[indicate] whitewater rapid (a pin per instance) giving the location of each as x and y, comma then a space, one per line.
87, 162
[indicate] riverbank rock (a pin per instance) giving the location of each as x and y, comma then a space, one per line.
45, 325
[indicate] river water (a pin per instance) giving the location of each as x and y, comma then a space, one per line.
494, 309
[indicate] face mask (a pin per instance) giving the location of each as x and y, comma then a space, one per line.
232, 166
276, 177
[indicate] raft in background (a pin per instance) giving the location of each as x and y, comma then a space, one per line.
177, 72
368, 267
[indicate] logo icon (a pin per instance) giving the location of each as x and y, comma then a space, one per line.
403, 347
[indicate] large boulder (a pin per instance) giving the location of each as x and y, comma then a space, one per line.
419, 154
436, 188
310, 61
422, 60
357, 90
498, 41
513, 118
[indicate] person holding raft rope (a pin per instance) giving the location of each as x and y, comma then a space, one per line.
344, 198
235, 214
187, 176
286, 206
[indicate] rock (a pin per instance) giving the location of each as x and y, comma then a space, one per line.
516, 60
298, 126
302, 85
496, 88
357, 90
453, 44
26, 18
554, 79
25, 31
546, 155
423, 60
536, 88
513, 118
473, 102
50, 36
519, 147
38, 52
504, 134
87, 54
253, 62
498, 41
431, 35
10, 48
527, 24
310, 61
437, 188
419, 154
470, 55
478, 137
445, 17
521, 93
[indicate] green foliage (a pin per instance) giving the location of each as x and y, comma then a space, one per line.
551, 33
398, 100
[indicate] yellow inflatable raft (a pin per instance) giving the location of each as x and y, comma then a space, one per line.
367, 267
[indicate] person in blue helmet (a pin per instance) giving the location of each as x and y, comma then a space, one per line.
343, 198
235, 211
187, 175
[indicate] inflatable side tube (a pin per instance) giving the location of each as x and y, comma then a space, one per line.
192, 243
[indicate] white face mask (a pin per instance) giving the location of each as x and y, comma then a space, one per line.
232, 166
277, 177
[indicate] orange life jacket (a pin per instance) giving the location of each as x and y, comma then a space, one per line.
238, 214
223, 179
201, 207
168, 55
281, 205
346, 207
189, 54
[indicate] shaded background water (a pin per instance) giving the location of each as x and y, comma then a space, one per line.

**Requirement:**
Transcribe the records above exactly.

**Output of the exercise:**
[indicate] whitewater rapid (a pin per instance) giving the location of each as x and y, comma then a space, one per line.
87, 162
[indicate] riverbank rock (a pin per instance) giving the location of each as x and y, comma then a space, one per line.
45, 325
[indicate] river water (a pin per instance) giving the location of each as x and y, comma then a space, one per line.
494, 309
[indicate] face mask (a pin per instance) giving the location of each as x and y, comma then a space, one per line.
232, 166
276, 177
[indicate] raft in background (a pin per instance) giving the location of each as x and y, comma then a space, one per line.
177, 72
368, 267
[indicate] logo icon (a pin per instance) giving the location of each as x and y, comma then a space, one per line.
403, 347
[indicate] large boulder (a pin per instance) giving the location of each as x and y, comma then a space, one per line.
419, 154
436, 188
310, 61
422, 60
357, 90
498, 41
513, 118
[indicate] person holding raft rope (a pin per instance) giving the location of each as x and y, comma then a space, one per line.
344, 198
235, 214
187, 176
286, 206
[indicate] rock (a pin per instance) giving the location of each as x and y, comma then a space, one per line.
516, 60
298, 126
302, 85
496, 88
357, 90
453, 44
26, 18
554, 79
25, 31
546, 155
423, 60
536, 88
513, 118
473, 102
50, 36
519, 147
38, 52
504, 134
87, 54
253, 62
498, 41
431, 35
10, 48
527, 24
310, 61
437, 188
419, 154
470, 55
478, 137
445, 17
521, 93
[indicate] green foliage (a pin per instance) giving the location of each as x and y, comma then a space, one per line.
551, 33
398, 100
[indicate] yellow inflatable raft (a pin per instance) giving the location of each as x and y, comma then a space, one per line.
367, 267
[indicate] person in blue helmet (a pin per instance) giving the location of each as x and y, comma then a space, one per line.
343, 198
235, 211
187, 175
[indicate] inflatable side tube (a pin per instance) giving the location of each as x and y, comma then a space, one per line.
192, 243
[indicate] white face mask (a pin per instance) giving the location of each as x and y, comma then a space, one per line.
232, 166
277, 177
[indicate] orange life jacket (a pin per instance) giving the location of each as x and y, comma then a space, one per line.
238, 214
223, 179
201, 207
168, 55
281, 205
346, 207
189, 54
[indicate] shaded background water (a pin per instance) giving the location of each as x and y, comma then a space, one per line.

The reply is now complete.